▸ EXERCISE AIM: Reproduce every one of the lines below verbatim, with no changes.

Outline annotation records
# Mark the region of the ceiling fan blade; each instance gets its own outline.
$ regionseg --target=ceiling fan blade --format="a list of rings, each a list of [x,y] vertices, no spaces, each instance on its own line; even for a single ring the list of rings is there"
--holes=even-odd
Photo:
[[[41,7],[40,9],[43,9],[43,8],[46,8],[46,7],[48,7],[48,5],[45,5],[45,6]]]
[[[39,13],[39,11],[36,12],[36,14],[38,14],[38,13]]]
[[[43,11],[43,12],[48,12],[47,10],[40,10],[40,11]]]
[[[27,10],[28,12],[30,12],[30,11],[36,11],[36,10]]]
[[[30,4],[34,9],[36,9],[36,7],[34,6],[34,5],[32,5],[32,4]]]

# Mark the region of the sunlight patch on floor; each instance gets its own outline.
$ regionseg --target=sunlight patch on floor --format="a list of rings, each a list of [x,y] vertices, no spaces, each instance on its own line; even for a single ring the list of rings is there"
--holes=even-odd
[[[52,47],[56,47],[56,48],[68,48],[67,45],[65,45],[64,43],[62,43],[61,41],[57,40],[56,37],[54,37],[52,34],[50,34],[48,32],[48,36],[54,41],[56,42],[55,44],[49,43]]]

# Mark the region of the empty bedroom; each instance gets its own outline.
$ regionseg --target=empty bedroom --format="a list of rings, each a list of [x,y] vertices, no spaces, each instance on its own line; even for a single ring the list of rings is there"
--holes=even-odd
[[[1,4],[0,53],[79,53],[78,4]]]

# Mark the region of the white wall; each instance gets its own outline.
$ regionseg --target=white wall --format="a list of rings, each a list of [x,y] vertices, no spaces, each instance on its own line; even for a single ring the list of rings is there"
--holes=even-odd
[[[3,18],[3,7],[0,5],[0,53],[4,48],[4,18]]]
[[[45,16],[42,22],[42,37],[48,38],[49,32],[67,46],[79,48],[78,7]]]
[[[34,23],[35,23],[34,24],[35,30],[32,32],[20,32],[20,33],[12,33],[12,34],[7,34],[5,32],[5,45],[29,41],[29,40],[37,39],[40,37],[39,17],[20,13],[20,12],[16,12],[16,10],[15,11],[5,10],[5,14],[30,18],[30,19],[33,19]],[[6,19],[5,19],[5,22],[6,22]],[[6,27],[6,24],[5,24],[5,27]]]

▸ RESULT OF THIS EXERCISE:
# Mark the region of the ceiling fan blade; each instance gets its own outline.
$ regionseg --target=ceiling fan blade --format="a list of rings, each a list of [x,y] vertices, no spaces, each instance on its own line; even for a single ring the list of rings is there"
--holes=even-odd
Photo:
[[[41,7],[40,9],[43,9],[43,8],[46,8],[46,7],[48,7],[48,5],[45,5],[45,6]]]
[[[39,13],[39,11],[36,12],[36,14],[38,14],[38,13]]]
[[[43,11],[43,12],[48,12],[47,10],[40,10],[40,11]]]
[[[27,10],[28,12],[30,12],[30,11],[36,11],[36,10]]]
[[[30,4],[34,9],[36,9],[36,7],[34,6],[34,5],[32,5],[32,4]]]

# Mark the region of the sunlight patch on floor; each instance gets its own outline.
$ regionseg --target=sunlight patch on floor --format="a list of rings, each a list of [x,y] vertices, no spaces, each instance on its own line; even for a single ring the list of rings is there"
--holes=even-odd
[[[52,47],[56,47],[56,48],[68,48],[67,45],[65,45],[64,43],[62,43],[61,41],[57,40],[56,37],[54,37],[52,34],[50,34],[48,32],[48,36],[54,41],[56,42],[55,44],[49,43]]]

# Mark the region of the empty bedroom; each instance gets its own outline.
$ regionseg --target=empty bedroom --format="a list of rings, each a list of [x,y] vertices, no spaces, each instance on its own line; even for a single ring the list of rings is there"
--holes=even-odd
[[[1,4],[0,53],[79,53],[78,4]]]

# Mark the region of the white wall; each instance gets its own outline.
$ regionseg --target=white wall --format="a list of rings, each a list of [x,y] vertices, no spaces, each instance on its own line; even for a single ring the list of rings is there"
--holes=even-odd
[[[3,18],[3,7],[0,5],[0,53],[4,48],[4,18]]]
[[[45,16],[42,22],[42,37],[48,38],[49,32],[67,46],[79,48],[78,7]]]
[[[34,23],[35,23],[34,24],[35,30],[32,32],[20,32],[20,33],[12,33],[12,34],[7,34],[5,32],[5,45],[29,41],[29,40],[37,39],[40,37],[39,17],[20,13],[20,12],[16,12],[16,10],[15,11],[5,10],[5,14],[30,18],[30,19],[33,19]],[[6,19],[5,19],[5,22],[6,22]],[[6,27],[6,24],[5,24],[5,27]]]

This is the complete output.